[begin Source data]
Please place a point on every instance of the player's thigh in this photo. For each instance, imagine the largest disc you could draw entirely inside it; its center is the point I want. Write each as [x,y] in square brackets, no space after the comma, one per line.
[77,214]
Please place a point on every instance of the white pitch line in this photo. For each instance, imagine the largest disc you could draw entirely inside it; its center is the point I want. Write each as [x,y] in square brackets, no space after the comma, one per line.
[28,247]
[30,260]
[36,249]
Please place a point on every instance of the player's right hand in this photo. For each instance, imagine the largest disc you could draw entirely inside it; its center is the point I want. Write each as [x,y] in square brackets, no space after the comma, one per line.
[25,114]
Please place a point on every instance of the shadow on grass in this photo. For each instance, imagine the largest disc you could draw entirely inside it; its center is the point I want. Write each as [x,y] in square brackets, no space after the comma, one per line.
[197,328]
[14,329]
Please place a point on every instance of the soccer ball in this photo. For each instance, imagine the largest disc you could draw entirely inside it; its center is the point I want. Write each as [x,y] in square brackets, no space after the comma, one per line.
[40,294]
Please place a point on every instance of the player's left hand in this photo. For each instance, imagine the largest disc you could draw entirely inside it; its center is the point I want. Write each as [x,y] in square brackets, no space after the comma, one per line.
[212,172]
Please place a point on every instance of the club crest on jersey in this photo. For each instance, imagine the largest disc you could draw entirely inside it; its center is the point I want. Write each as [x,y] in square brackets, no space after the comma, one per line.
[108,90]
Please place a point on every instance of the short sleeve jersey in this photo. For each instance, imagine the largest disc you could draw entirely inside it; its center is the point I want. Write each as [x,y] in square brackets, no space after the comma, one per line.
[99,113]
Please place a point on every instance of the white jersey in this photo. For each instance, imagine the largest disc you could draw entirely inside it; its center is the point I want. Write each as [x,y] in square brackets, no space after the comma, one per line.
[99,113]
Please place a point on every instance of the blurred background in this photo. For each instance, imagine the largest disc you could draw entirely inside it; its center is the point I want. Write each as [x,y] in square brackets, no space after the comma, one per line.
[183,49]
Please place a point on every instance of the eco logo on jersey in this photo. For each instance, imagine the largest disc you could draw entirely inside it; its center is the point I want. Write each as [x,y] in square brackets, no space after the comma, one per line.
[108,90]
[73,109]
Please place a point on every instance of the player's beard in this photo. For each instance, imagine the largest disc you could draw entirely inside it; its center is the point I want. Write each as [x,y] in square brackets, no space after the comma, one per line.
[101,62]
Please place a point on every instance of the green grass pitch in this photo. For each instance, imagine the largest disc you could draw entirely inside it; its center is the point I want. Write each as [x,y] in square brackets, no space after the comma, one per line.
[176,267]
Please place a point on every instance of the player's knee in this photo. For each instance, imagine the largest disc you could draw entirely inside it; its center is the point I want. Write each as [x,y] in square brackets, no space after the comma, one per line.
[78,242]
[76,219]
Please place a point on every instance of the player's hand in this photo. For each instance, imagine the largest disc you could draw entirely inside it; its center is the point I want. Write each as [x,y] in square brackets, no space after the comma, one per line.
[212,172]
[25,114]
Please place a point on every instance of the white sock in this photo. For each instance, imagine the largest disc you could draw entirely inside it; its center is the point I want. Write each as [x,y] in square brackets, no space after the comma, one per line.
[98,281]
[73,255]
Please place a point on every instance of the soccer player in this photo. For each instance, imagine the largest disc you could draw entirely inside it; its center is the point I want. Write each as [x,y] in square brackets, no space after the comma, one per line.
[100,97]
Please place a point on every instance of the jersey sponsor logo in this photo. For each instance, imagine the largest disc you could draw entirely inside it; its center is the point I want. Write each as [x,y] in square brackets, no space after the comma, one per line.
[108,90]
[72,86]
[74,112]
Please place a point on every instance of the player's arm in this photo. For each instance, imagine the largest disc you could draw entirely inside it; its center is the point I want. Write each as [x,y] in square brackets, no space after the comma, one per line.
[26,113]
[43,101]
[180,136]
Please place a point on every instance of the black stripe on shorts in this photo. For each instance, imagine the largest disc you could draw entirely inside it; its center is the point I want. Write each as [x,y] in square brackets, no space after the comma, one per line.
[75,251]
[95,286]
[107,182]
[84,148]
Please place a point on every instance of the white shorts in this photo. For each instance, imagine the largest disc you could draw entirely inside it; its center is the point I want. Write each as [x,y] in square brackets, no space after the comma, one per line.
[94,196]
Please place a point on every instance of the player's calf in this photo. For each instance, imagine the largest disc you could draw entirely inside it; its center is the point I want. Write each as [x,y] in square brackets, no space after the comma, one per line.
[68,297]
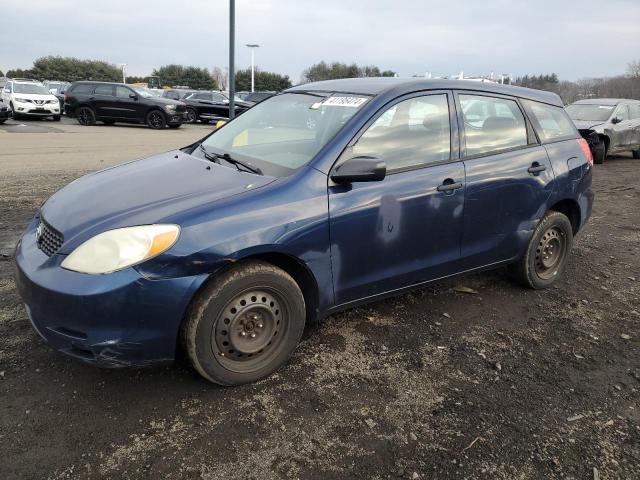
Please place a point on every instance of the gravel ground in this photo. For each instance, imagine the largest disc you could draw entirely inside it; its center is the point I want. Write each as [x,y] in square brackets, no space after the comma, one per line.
[503,383]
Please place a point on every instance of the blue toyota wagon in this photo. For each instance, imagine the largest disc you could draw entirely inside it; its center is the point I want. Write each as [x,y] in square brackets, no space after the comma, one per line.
[326,196]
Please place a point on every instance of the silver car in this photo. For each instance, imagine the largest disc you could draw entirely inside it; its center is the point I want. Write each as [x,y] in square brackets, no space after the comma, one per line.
[610,125]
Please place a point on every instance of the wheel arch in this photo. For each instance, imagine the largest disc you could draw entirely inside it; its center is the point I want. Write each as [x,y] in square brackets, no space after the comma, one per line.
[571,209]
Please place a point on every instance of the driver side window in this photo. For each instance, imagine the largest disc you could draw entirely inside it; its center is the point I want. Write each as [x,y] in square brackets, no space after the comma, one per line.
[412,133]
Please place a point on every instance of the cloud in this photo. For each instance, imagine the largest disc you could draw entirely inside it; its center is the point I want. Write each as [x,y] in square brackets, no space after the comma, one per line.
[572,38]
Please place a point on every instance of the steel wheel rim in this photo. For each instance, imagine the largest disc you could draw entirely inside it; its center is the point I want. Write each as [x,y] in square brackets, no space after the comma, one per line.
[550,252]
[155,120]
[249,331]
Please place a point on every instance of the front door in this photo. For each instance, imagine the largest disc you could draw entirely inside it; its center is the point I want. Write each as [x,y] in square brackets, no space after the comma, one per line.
[508,179]
[405,229]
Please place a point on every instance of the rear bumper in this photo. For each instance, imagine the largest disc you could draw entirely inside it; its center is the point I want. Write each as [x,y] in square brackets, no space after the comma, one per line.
[115,320]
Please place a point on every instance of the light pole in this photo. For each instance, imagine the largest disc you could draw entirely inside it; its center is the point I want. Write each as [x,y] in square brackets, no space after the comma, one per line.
[232,46]
[253,47]
[124,79]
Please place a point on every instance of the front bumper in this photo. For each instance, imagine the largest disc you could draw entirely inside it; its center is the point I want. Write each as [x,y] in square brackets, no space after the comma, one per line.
[32,109]
[115,320]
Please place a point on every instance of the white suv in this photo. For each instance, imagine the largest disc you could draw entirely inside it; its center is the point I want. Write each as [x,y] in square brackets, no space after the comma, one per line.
[30,98]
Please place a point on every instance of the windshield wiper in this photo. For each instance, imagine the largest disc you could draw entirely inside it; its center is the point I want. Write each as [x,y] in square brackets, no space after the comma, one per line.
[228,158]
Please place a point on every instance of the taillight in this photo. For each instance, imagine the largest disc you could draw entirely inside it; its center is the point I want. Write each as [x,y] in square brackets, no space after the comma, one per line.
[586,150]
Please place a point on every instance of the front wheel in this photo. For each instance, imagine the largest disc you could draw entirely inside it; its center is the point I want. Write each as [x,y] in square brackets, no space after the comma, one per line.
[547,252]
[86,116]
[244,325]
[156,120]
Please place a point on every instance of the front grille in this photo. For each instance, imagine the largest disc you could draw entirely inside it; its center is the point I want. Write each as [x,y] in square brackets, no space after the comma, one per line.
[48,239]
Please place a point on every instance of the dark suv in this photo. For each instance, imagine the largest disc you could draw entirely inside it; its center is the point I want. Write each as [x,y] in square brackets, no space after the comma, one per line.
[117,102]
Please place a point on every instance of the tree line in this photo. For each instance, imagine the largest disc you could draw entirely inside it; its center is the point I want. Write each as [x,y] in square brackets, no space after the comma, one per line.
[619,86]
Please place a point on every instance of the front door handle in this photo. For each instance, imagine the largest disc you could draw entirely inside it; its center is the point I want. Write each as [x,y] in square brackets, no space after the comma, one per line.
[536,168]
[449,186]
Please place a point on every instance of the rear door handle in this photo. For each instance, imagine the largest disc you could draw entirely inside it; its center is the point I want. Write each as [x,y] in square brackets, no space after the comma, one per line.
[536,168]
[449,186]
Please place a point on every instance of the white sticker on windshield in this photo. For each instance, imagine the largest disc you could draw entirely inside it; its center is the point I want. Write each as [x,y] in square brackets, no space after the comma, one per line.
[336,101]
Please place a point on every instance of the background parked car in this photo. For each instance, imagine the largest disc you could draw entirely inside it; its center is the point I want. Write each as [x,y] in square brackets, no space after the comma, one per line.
[117,102]
[5,112]
[207,106]
[30,98]
[177,93]
[610,125]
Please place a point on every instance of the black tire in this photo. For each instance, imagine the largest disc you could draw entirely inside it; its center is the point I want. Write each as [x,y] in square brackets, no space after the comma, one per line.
[547,253]
[245,324]
[156,120]
[599,153]
[191,116]
[86,116]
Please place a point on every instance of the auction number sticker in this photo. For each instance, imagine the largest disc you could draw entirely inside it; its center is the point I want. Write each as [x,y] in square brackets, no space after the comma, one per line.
[339,101]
[end Source data]
Please offset every coordinate in the answers by -44 and write out again the lines starting at the line containing "Please place a point on every instance of the background" and ending at the last line of the records above, with the requests copied unchanged.

Please place a point on every instance of the background parked car in this photo. For each instance, imagine the largest disc you could draw entirely inside it; its center is the point I want. Write each as [x,y] in square brackets, no space after the comma, one per line.
[73,58]
[-39,68]
[163,62]
[-14,54]
[133,49]
[566,81]
Please place a point on every instance of the black tire in this photo. For each instance, imagine the largest disc you could draw entirely inside it; its center is the point I want. Write each as [x,y] in square brackets, no space after the comma, one per line.
[503,209]
[201,280]
[112,76]
[555,109]
[147,72]
[42,72]
Please place a point on every instance of the auction number sticker in this photo. For each instance, imagine the largest disc you could draw entirely inside it; its center is the point I want. Write each as [x,y] in square brackets, no space after the comma, one per line.
[295,57]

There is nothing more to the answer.